■ Text provided ■
---

But for all his faults, he means well. He wants a good life and the best for his family, even though he remains emotionally distant from them. What holds him back is his pervasive belief that the best is beyond his reach.
With its focus on storytelling, Track Changes reads as a love letter of sorts to the imagination and the act of writing:
The written memory must be made beautiful, and if I felt that the material I was given during an interview might tarnish the image of the protagonist of the memoir in the eyes of his or her readers, I edited their dreams, erased and added sentences, and even, as necessary, invented new dreams and new thoughts to accompany them in bed.
At the same time, there is undoubtedly a warning attached, the suggestion that there is a price to be paid for our fiction. Saeed admits that “[w]ith every contribution from my memory something in me faded.” And as the novel progresses, Saeed’s fictional memories become increasingly intertwined with his authentic ones, confusing the narrative of his life and robbing him of his appreciation for it.

---

■ Supplied material ■

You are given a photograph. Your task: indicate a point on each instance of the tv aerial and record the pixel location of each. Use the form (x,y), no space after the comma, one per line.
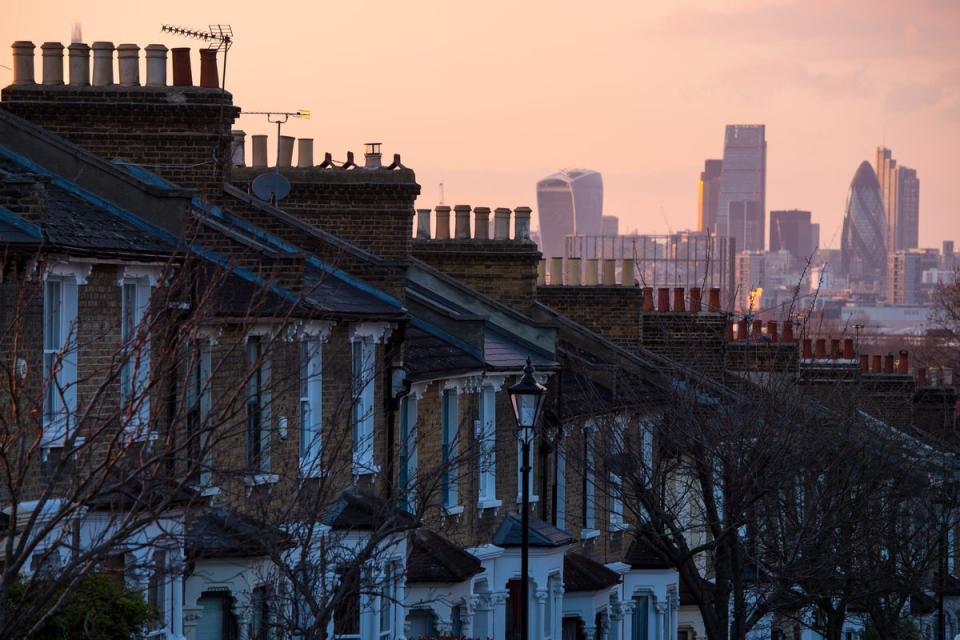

---

■ Given problem ■
Carry on the passage about the novel Track Changes, picking up right after its final sentence.

■ The output ■
Part of that narrative is a story he wrote in his youth—a story that upended the lives of those he loved most. What exactly this haunting story was and the consequences of it are largely withheld from the reader for most of the novel, but over time it becomes clear this was why he left Tira, robbing him of any tangible notion of “home.” The resulting lack of a strong cultural identity only isolates Saeed further, saddling him with a pervasive sense of alienation.
Track Changes is a dark read, one that offers a detailed look at a man stretched too thin and the demons that weigh him down. But what Kashua brings to the page is well worth experiencing. The novel’s structure and language bring gut-wrenching beauty and unimagined complexity to a life that may have otherwise seemed stripped of it.